▸ **Exercise details**: Decide whether each statement below agrees with the passage on the tibial nerve, answering yes or no and quoting the words of the passage that settle it: (a) the article search was restricted to English; (b) the search was restricted to articles from a set period of publication; (c) the tarsal tunnel is covered by the flexor retinaculum.

Abstract
The tibial nerve is a branch of the sciatic nerve, which innervates the legs and feet. Anatomical variations of this nerve at the ankle are commonly found. The variation of the tibial nerve in its branching point and cross-sectional area (CSA) at the ankle is commonly related to clinical condition such as foot neuropathy. Knowledge of these variations can support the clinician in making appropriate clinical decisions. This review aims at providing knowledge on the anatomical variations of tibial nerve at ankle, as well as its clinical correlation. This review outlined the variation of the terminal branching point and CSA of the tibial nerve at the ankle in cadaveric and clinical studies.
The tibial nerve is one of the major branches of the sciatic nerve, which is formed from the ventral roots of segments L4, L5, S1, S2, and S3 of the spinal nerves [1-4]. This nerve contains sensory and motor nerve fibers that travel on the posterior leg and terminal in the foot area [4, 5]. At the posteromedial of the medial malleolus, the tibial nerve has many anatomical variations that correlate to clinical conditions. One of those common clinical conditions is foot neuropathy.
Foot neuropathy is one of the symptoms of foot pain resulting from tibial nerve injuries, presenting as burning, heat, impaired temperature perception, and tingling in the heels and sole [6-8]. Diabetics also tend to experience foot neuropathy due to alterations in the microcirculation of the feet [9]. This condition is known as diabetic polyneuropathy (DPN). Previous studies confirmed the presence of tibial nerve swelling in the tarsal tunnel and chronic compression of the tibial nerve in DPN patients [10].
Ultrasonography (US) is a widely used diagnostic tool to help visualize peripheral nerve conditions, including cross-sectional area (CSA) [11]. There are various reports of anatomical variations in the size of the tibial nerve CSA and their terminal branching point. Understanding the anatomical variations of this nerve is essential for clinical practice. In this review, we describe anatomical variations of the tibial nerve in clinical and cadaveric studies, focusing on variations in the terminal branching point and CSA of the tibial nerve at the level of the proximal tarsal tunnel of ankle area using the medial malleolus as an anatomical landmark.
Sources of research data were obtained from PubMed and Google Scholar databases. The article search was limited to the English language. We did not attempt to limit the time of publication of the articles. The keywords used in the search were tibial nerve, posterior tibial nerve, cross-sectional area, tarsal tunnel syndrome, neuropathy, and diabetic polyneuropathy.
In the ankle area, the tibial nerve, located on the posteromedial side of the medial malleolus, runs in the tarsal tunnel [12]. The tarsal tunnel is a narrow fibro-osseous space covered by the flexor retinaculum (laciniate ligament) [7, 13]. This tunnel includes multiple structures such as the tibialis posterior tendon, flexor digitorum longus tendon, posterior tibial artery, posterior tibial vein, tibial nerve, and flexor hallucis longus tendons [14]. Due to its narrow space and structures, this tunnel has been reported to be the most common site for entrapment of the tibial nerve [15].

▸ **Listed entries**:

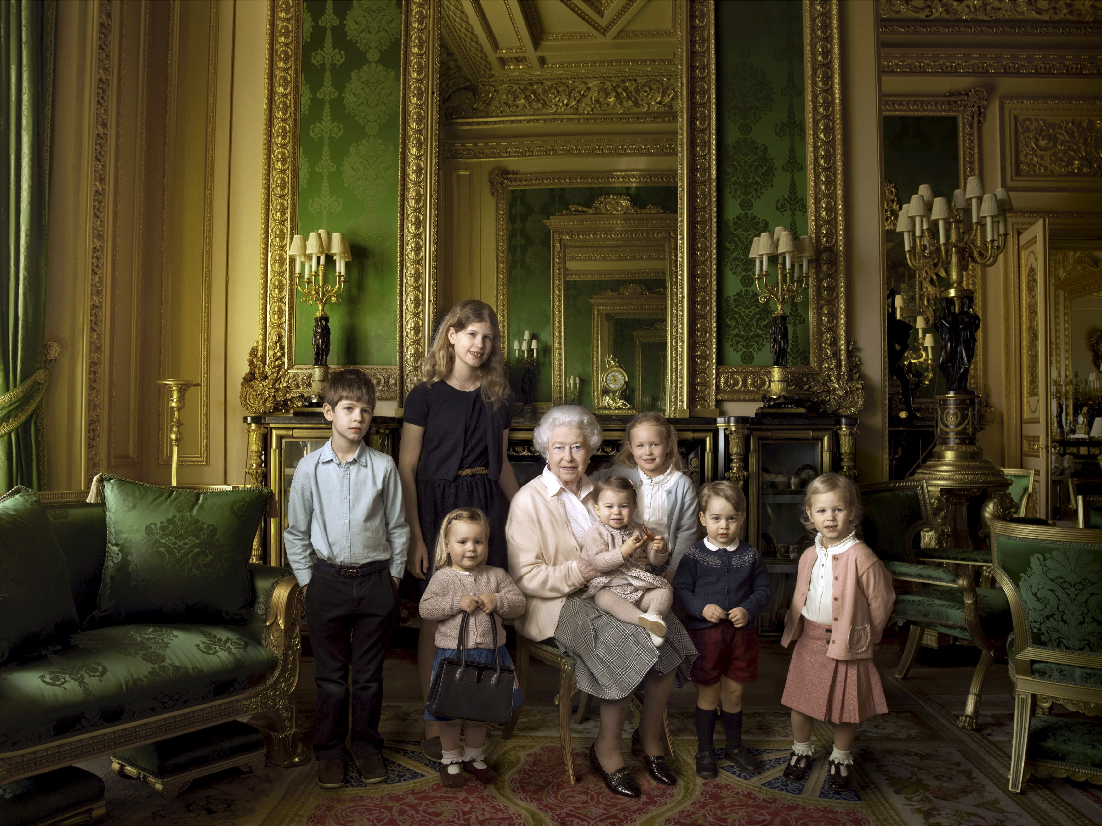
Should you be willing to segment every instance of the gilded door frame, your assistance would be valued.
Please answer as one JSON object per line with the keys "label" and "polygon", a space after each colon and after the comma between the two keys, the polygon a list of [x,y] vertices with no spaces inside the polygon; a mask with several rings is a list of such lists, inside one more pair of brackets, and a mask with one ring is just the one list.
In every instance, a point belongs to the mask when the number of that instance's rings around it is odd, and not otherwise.
{"label": "gilded door frame", "polygon": [[[676,172],[653,172],[653,171],[638,171],[638,172],[514,172],[504,169],[494,169],[489,172],[489,186],[490,193],[494,195],[494,209],[495,209],[495,250],[497,253],[497,318],[501,329],[509,329],[509,191],[510,189],[538,189],[538,188],[559,188],[559,187],[604,187],[604,186],[677,186],[678,185],[678,173]],[[680,195],[680,192],[679,192]],[[679,202],[680,204],[680,202]],[[680,213],[680,207],[679,207]],[[602,216],[603,218],[616,219],[620,216]],[[639,219],[655,218],[660,219],[666,218],[665,222],[669,221],[669,215],[634,215],[629,216],[633,220],[633,225],[638,225],[640,229],[644,224],[639,224]],[[645,221],[644,221],[645,222]],[[663,222],[663,224],[665,224]],[[608,231],[619,231],[619,230],[608,230]],[[637,230],[634,228],[630,230],[623,230],[620,235],[626,238],[630,238]],[[647,229],[645,231],[653,231],[656,235],[667,236],[672,235],[676,230],[659,230],[659,229]],[[552,233],[554,230],[552,230]],[[565,263],[560,261],[561,250],[557,251],[554,244],[552,244],[551,260],[552,260],[552,276],[551,284],[552,289],[555,289],[555,284],[562,283],[565,278]],[[678,256],[680,243],[672,244],[672,251],[674,256]],[[680,257],[678,257],[680,260]],[[558,278],[555,272],[561,272],[562,276]],[[668,338],[672,349],[670,352],[688,354],[687,336],[688,328],[684,324],[684,317],[688,314],[688,295],[689,291],[685,289],[684,279],[682,275],[682,268],[674,262],[674,267],[670,270],[670,275],[667,278],[666,291],[669,296],[669,319],[667,322],[668,326]],[[559,295],[553,300],[552,307],[561,306],[561,286]],[[552,350],[554,351],[554,358],[557,360],[562,359],[562,352],[559,349],[559,344],[562,341],[562,324],[560,319],[552,319],[552,329],[554,330],[554,336],[557,340],[552,340]],[[670,358],[667,361],[667,411],[672,416],[684,416],[688,415],[685,407],[684,395],[674,390],[674,388],[680,389],[683,384],[682,378],[689,370],[689,365],[684,363],[683,358]],[[554,404],[562,404],[565,401],[565,388],[562,385],[562,369],[558,367],[552,373],[552,389],[551,398]]]}
{"label": "gilded door frame", "polygon": [[[371,377],[379,400],[399,406],[419,380],[436,309],[437,21],[437,3],[402,3],[397,363],[352,366]],[[241,404],[250,414],[285,407],[289,399],[309,391],[312,372],[294,363],[295,292],[287,256],[298,215],[302,3],[270,2],[267,36],[260,334],[241,384]]]}
{"label": "gilded door frame", "polygon": [[[841,73],[841,3],[803,3],[803,84],[808,143],[808,235],[811,263],[811,366],[790,368],[796,390],[830,410],[856,415],[865,406],[846,302],[845,152]],[[678,204],[687,294],[690,373],[684,391],[693,414],[717,415],[717,403],[759,401],[768,366],[717,365],[715,7],[681,3],[681,117],[678,119]]]}
{"label": "gilded door frame", "polygon": [[[983,126],[986,108],[987,93],[980,86],[948,95],[885,95],[880,98],[880,117],[908,115],[912,117],[957,118],[957,169],[960,175],[959,186],[962,189],[970,177],[980,174],[980,127]],[[941,194],[950,195],[951,193]],[[899,196],[903,197],[903,193],[899,193]],[[893,230],[894,228],[893,225]],[[984,306],[981,273],[982,268],[976,263],[971,263],[964,274],[964,286],[975,291],[975,305],[977,307]],[[972,360],[969,384],[981,398],[986,399],[988,389],[983,372],[984,335],[982,325],[975,338],[975,358]],[[933,400],[927,401],[931,403],[929,413],[932,417],[936,414]],[[983,419],[982,413],[981,419]]]}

▸ **Solution for this task**:
(a) Yes: "The article search was limited to the English language."
(b) No: "We did not attempt to limit the time of publication of the articles."
(c) Yes: "The tarsal tunnel is a narrow fibro-osseous space covered by the flexor retinaculum (laciniate ligament)"